START Source records

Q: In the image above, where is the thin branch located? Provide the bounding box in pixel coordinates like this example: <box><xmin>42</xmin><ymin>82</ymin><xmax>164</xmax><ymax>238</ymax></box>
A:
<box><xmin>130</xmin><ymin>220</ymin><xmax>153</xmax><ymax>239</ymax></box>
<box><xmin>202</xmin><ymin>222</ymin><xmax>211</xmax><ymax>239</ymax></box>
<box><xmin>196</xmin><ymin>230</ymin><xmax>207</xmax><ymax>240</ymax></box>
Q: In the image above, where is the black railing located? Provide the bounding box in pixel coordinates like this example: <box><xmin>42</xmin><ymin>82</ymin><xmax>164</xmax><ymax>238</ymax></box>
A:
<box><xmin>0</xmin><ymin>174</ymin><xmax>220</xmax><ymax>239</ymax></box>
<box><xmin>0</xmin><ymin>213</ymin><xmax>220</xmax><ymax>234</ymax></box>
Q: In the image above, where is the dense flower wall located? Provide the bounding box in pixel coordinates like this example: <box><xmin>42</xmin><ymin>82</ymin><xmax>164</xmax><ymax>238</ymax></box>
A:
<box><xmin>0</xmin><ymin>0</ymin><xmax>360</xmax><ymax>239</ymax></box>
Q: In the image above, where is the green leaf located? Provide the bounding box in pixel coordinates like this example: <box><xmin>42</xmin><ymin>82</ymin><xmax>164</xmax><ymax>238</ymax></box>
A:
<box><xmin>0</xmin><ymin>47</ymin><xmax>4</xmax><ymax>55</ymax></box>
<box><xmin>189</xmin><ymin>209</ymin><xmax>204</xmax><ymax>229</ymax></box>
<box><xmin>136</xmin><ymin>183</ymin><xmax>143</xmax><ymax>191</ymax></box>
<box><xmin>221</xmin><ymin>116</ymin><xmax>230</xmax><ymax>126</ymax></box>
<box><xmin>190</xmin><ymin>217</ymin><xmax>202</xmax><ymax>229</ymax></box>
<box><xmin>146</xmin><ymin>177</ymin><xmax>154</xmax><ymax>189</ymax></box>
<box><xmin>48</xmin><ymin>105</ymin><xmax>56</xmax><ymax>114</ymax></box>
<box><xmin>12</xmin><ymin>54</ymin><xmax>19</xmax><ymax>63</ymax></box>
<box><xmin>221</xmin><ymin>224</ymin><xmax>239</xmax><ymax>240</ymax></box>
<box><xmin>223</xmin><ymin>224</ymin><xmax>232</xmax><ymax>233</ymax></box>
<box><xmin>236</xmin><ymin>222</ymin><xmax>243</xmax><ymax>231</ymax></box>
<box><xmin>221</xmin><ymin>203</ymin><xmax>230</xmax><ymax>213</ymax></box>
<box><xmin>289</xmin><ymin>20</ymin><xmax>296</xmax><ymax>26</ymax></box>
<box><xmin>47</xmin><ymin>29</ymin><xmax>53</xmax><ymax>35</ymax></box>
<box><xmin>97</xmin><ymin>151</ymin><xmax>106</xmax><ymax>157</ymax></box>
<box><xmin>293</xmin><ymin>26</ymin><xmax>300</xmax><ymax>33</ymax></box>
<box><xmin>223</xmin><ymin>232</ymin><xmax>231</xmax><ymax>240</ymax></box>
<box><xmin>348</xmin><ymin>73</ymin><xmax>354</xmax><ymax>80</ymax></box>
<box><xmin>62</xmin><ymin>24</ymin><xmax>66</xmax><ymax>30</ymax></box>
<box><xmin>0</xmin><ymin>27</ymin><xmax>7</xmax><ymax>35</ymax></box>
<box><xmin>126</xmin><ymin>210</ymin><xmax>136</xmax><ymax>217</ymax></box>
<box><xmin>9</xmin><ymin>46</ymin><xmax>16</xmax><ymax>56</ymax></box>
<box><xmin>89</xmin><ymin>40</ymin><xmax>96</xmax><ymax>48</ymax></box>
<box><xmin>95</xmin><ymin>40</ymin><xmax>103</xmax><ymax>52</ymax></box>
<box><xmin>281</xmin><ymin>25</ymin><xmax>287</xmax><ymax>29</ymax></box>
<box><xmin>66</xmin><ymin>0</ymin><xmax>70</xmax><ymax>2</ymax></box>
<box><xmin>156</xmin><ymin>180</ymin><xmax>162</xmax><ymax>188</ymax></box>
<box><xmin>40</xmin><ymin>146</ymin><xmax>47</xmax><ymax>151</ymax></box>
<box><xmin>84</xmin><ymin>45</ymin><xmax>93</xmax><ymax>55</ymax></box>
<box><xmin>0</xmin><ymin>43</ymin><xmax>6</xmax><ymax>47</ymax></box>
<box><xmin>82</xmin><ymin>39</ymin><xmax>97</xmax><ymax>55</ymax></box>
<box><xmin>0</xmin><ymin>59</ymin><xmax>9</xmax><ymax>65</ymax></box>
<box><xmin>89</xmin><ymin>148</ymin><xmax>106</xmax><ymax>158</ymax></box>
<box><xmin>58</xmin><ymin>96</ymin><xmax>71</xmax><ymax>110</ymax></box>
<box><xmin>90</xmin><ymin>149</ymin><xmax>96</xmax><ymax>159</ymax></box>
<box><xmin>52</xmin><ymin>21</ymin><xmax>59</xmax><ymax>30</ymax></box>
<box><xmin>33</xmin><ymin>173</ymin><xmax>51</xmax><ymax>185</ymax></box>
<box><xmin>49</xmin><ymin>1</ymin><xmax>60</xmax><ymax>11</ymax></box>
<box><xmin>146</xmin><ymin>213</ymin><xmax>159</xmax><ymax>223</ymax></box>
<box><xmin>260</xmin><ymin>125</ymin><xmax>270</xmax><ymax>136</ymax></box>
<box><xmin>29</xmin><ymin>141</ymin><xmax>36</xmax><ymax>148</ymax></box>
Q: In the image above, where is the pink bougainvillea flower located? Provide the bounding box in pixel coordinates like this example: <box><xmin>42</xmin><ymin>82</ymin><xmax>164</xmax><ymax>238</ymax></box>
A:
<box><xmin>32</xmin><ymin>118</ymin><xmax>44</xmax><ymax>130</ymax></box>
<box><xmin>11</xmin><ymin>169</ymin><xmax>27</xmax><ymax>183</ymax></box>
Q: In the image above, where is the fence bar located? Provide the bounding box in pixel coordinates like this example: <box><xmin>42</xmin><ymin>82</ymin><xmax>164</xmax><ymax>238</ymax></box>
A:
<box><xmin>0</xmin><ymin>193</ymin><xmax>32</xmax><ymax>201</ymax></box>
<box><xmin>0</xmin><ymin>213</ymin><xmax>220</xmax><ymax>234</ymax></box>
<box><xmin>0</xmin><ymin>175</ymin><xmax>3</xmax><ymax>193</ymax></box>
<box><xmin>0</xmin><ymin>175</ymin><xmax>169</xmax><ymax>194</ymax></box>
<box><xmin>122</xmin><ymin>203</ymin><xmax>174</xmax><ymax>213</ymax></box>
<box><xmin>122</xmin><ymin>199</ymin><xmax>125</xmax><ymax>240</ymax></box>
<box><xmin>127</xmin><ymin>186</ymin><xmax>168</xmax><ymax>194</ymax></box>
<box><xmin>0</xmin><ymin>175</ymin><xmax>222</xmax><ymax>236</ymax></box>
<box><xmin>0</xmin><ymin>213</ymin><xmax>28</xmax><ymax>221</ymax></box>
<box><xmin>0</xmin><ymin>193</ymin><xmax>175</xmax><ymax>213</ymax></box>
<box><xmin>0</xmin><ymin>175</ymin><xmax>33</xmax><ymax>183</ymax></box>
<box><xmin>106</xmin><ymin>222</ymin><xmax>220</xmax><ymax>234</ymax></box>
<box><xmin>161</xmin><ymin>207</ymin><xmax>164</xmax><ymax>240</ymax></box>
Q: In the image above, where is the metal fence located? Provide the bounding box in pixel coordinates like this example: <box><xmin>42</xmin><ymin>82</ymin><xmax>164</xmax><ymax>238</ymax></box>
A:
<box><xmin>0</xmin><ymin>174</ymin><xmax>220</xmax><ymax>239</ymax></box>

END Source records

> **Problem requirements**
Your output should be an exact copy of the lines from the top of the listing above to the line with "Q: In the image above, where is the green", both ends included.

> **Reply**
Q: In the image above, where is the thin branch located? Provide the bounding box in pixel coordinates like this example: <box><xmin>42</xmin><ymin>82</ymin><xmax>164</xmax><ymax>238</ymax></box>
A:
<box><xmin>130</xmin><ymin>220</ymin><xmax>153</xmax><ymax>239</ymax></box>
<box><xmin>202</xmin><ymin>222</ymin><xmax>211</xmax><ymax>239</ymax></box>
<box><xmin>196</xmin><ymin>230</ymin><xmax>207</xmax><ymax>240</ymax></box>
Q: In the image above, where is the black railing located? Provide the bounding box in pixel coordinates like this example: <box><xmin>42</xmin><ymin>82</ymin><xmax>164</xmax><ymax>238</ymax></box>
A:
<box><xmin>0</xmin><ymin>174</ymin><xmax>220</xmax><ymax>239</ymax></box>
<box><xmin>0</xmin><ymin>213</ymin><xmax>220</xmax><ymax>234</ymax></box>
Q: In the image above, where is the dense flower wall located? Provide the bounding box in pixel coordinates like this example: <box><xmin>42</xmin><ymin>82</ymin><xmax>164</xmax><ymax>238</ymax></box>
A:
<box><xmin>0</xmin><ymin>0</ymin><xmax>360</xmax><ymax>239</ymax></box>
Q: In the image above, where is the green leaf located? Provide the bounding box in pixel coordinates like this example: <box><xmin>42</xmin><ymin>82</ymin><xmax>164</xmax><ymax>238</ymax></box>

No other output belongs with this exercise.